# DUDE your honey doesnt smell that good. . . . .



## Dannny (Mar 23, 2005)

So I got my first unhappy customer this week. He is a friend of my mother who absolutely loves honey. I gave him a free bottle about a month ago to "spread the word" and he just had to have another bottle, but payed for it this time. So the next time I saw him he told me the bottle of honey I sold him was not up to the last bottles level of greatness. I asked him why and he told me that it did not smell as good as the first bottle and therefore suggested that I may have fed my bee's sugar to create this honey(chinese people have a saying that, if the honey is very fragrant the bee's have collected from many flowers to make this honey, fact or myth?) and said that his 20 dollars would have been better spent at costco buying suebee's honey. LOL than I suggested the first bottle may have tasted/smelled better because things are sweeter when there free.


----------



## Dannny (Mar 23, 2005)

But if anybody has ever taken economics, there is no such thing as a "free meal", it takes countless bee's to make honey, crap im hella bored, its too cold for my bees to come out and for me to go watch them


----------



## SilverFox (Apr 25, 2003)

He is probably so used to 
"imitation honey", (honey sauce and the like) that he wouldn't or can't recognize the real stuff.


----------



## John Russell (Aug 8, 2003)

* DATASET EXTRACT:
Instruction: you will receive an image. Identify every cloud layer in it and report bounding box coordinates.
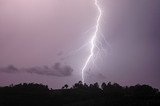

* GIVEN REQUEST:
Do the statements (a), (b), and (c) agree with the forum thread about honey? For each, answer yes or no and quote the words of the thread that decide it.
(a) The customer paid for the second bottle of honey.
(b) The customer said his money would have been better spent at a farmers market.
(c) Dannny says it is too cold for the bees to come out.

* COMPLETE RESPONSE:
(a) Yes: "but payed for it this time."
(b) No: "said that his 20 dollars would have been better spent at costco buying suebee's honey."
(c) Yes: "its too cold for my bees to come out"